* COMPITO 1
Trascrivi alla lettera il passo dell'articolo sulla semifinale che si apre con le parole contenenti "Ci sono voluti" e si chiude con "spalle di Pickford.".
* COMPITO 2
Secondo l'articolo sulla semifinale, perché la partita sulla carta non avrebbe dovuto avere storia? Spiegalo in una, due o tre frasi.

* TESTO FORNITO
===============

L’Inghilterra spinta in finale da un dubbio rigore, onore alla Danimarca. Wembley sarà di fuoco per l’ Italia
L’Inghilterra spinta in finale da un dubbio rigore, onore alla Danimarca. Wembley sarà di fuoco per l’ Italia ecco cosa scrive Bruno Majorano su Il Mattino.
Ci sono voluti due tempi regolamentari, due tempi supplementari e una valanga di polemiche per un rigore inesistente concesso ai padroni di casa, ma in finale ci tocca l’Inghilterra che batte la Danimarca per 2-1. Succede tutto al termine di una semifinale sulla carta non avrebbe dovuto avere storia. E non solo per i valori tecnici, ma perché una delle due gioca nel suo stadio, davanti alla sua gente. Ecco perché il boato dei 60 mila di Wembley diventa un leggerissimo sospiro quando la punizione perfettamente calciata da Damsgard finisce la sua corsa alle spalle di Pickford.

===============

* DATI REGISTRATI
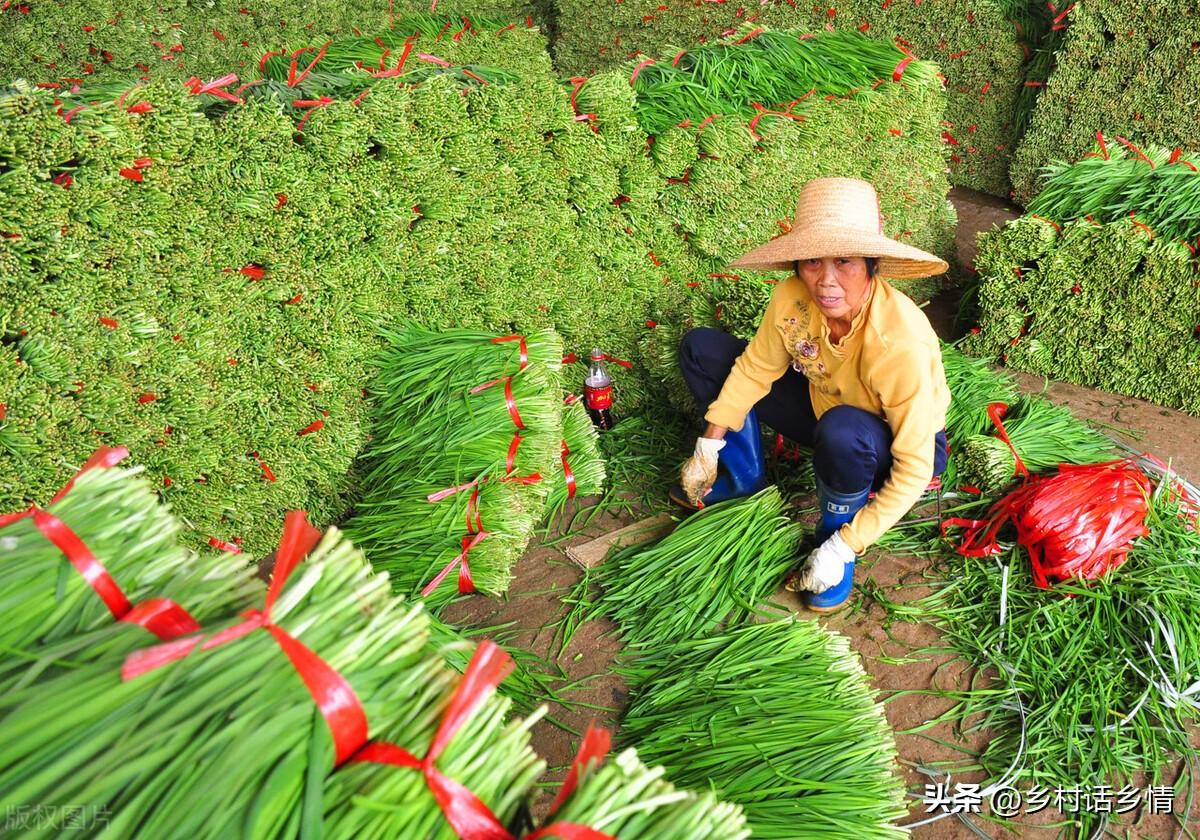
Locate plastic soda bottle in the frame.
[583,347,613,430]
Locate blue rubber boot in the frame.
[804,478,871,612]
[671,409,767,510]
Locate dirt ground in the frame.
[443,188,1200,840]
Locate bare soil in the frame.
[443,188,1200,840]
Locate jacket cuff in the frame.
[704,401,746,432]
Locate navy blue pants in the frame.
[679,328,946,493]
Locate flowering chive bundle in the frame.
[596,486,799,650]
[1028,142,1200,241]
[346,479,541,606]
[0,14,953,553]
[622,619,906,840]
[1012,0,1200,204]
[0,532,540,838]
[872,482,1200,835]
[964,138,1200,413]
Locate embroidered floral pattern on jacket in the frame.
[780,307,832,394]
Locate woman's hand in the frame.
[796,532,854,594]
[679,426,725,504]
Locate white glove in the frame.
[796,532,854,594]
[679,438,725,504]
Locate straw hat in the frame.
[731,178,949,280]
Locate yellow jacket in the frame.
[706,277,950,554]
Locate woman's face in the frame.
[798,257,871,320]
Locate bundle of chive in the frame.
[955,396,1114,496]
[346,325,602,606]
[0,450,259,684]
[546,400,605,518]
[535,750,750,840]
[581,486,799,650]
[874,481,1200,836]
[619,28,936,134]
[428,614,556,715]
[0,532,542,840]
[622,619,906,840]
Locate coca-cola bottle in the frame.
[583,348,613,430]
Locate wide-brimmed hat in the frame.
[731,178,949,280]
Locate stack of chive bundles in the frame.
[581,486,799,652]
[0,530,542,840]
[346,326,604,606]
[255,25,529,103]
[964,142,1200,414]
[547,750,750,840]
[874,485,1200,836]
[622,619,907,840]
[0,458,260,690]
[955,396,1114,496]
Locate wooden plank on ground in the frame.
[566,514,676,569]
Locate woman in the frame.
[672,178,950,611]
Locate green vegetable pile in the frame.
[1012,0,1200,204]
[548,750,750,840]
[955,396,1114,496]
[0,456,262,691]
[962,138,1200,414]
[868,482,1200,836]
[553,0,1032,196]
[0,520,542,838]
[0,18,953,553]
[620,619,906,840]
[346,326,604,606]
[0,0,541,82]
[581,486,800,652]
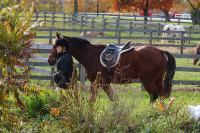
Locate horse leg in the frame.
[193,59,199,65]
[141,80,158,103]
[155,77,164,97]
[102,84,114,101]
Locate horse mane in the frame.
[195,42,200,54]
[63,36,91,48]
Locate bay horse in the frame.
[48,33,176,102]
[193,42,200,65]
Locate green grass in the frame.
[3,88,200,133]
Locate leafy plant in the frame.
[0,0,42,130]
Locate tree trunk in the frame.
[163,11,171,22]
[74,0,78,13]
[192,9,200,25]
[143,2,149,22]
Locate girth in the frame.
[100,41,133,72]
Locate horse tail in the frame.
[161,33,165,44]
[163,51,176,98]
[195,43,200,54]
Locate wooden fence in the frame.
[32,12,198,28]
[25,26,200,85]
[21,12,200,85]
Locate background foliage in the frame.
[0,0,42,127]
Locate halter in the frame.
[49,46,58,60]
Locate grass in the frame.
[3,85,200,133]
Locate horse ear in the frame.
[126,41,131,45]
[56,32,62,39]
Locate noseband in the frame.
[49,46,58,61]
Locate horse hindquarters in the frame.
[163,51,176,98]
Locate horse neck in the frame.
[71,45,105,68]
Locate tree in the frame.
[0,1,42,129]
[187,0,200,25]
[113,0,175,21]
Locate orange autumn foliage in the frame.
[113,0,175,11]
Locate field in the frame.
[0,13,200,133]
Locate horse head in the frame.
[48,33,62,66]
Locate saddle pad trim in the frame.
[100,46,133,68]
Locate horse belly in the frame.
[109,51,138,84]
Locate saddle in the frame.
[100,41,133,72]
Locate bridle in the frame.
[49,46,58,61]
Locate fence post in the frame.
[71,14,74,29]
[50,66,55,87]
[140,81,145,91]
[44,12,47,27]
[80,64,85,89]
[35,12,39,22]
[63,12,65,29]
[49,31,52,44]
[81,16,84,31]
[115,19,119,37]
[157,23,160,40]
[149,32,152,45]
[52,12,55,28]
[181,32,185,54]
[102,19,106,30]
[118,29,121,44]
[129,22,132,37]
[188,26,192,43]
[24,57,30,78]
[178,18,181,25]
[143,21,146,37]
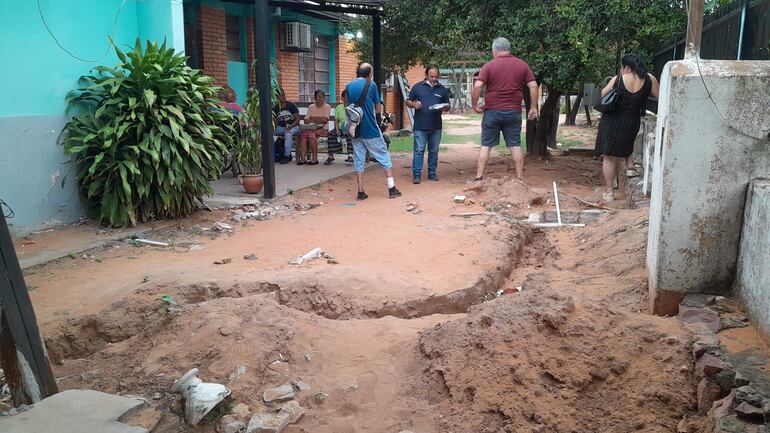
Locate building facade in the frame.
[0,0,358,234]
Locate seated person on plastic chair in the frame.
[324,90,353,165]
[273,89,299,164]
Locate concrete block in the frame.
[735,180,770,334]
[647,59,770,315]
[0,390,148,433]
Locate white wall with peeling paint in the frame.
[647,59,770,314]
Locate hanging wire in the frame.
[684,0,770,140]
[37,0,128,63]
[0,198,16,219]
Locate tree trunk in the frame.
[564,88,583,126]
[527,88,561,156]
[564,92,575,125]
[585,105,592,126]
[523,87,537,155]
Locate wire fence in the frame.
[654,0,770,78]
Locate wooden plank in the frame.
[0,212,58,403]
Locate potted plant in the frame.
[235,114,264,194]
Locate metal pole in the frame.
[736,0,749,60]
[372,14,382,92]
[0,209,59,406]
[254,0,275,199]
[685,0,705,58]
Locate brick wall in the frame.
[399,65,425,128]
[200,6,227,86]
[275,25,299,101]
[335,37,359,97]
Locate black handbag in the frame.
[595,74,623,113]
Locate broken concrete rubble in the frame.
[262,385,294,403]
[246,413,289,433]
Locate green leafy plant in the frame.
[235,61,280,175]
[63,40,235,226]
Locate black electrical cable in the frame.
[37,0,128,63]
[0,198,16,219]
[684,0,770,140]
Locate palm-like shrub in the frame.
[64,40,235,226]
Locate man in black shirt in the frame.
[406,65,449,183]
[273,89,299,164]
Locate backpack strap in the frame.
[356,79,372,107]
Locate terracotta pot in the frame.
[241,174,265,194]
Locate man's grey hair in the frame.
[492,38,511,53]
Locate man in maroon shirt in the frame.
[472,38,537,181]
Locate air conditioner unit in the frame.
[299,23,313,50]
[283,22,301,50]
[283,21,313,51]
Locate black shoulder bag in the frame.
[595,74,623,113]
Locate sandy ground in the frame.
[12,115,708,433]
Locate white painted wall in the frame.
[647,60,770,314]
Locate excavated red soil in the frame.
[18,141,695,433]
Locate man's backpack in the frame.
[345,80,372,138]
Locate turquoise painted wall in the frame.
[0,0,184,233]
[227,62,249,105]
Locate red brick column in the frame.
[334,37,359,97]
[275,24,299,102]
[246,16,257,87]
[200,6,227,86]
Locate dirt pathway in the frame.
[18,140,695,433]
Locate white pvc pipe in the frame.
[553,181,561,225]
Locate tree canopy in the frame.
[349,0,686,153]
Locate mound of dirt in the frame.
[420,290,695,433]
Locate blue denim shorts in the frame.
[353,136,393,172]
[481,110,521,147]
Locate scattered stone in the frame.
[262,385,294,403]
[680,293,716,308]
[735,385,764,407]
[735,401,765,421]
[663,336,682,346]
[720,317,749,329]
[698,378,722,415]
[695,353,726,377]
[678,306,722,332]
[267,361,289,374]
[711,370,735,395]
[692,334,720,359]
[246,413,289,433]
[223,421,246,433]
[211,222,233,233]
[230,403,251,419]
[278,400,305,424]
[291,380,310,391]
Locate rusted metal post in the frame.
[685,0,706,58]
[0,209,58,406]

===============

* RISPOSTA AL COMPITO 1
Ci sono voluti due tempi regolamentari, due tempi supplementari e una valanga di polemiche per un rigore inesistente concesso ai padroni di casa, ma in finale ci tocca l’Inghilterra che batte la Danimarca per 2-1. Succede tutto al termine di una semifinale sulla carta non avrebbe dovuto avere storia. E non solo per i valori tecnici, ma perché una delle due gioca nel suo stadio, davanti alla sua gente. Ecco perché il boato dei 60 mila di Wembley diventa un leggerissimo sospiro quando la punizione perfettamente calciata da Damsgard finisce la sua corsa alle spalle di Pickford.

* RISPOSTA AL COMPITO 2
Non avrebbe dovuto avere storia per i valori tecnici. C'era anche il fatto che una delle due squadre giocava nel suo stadio, davanti alla sua gente.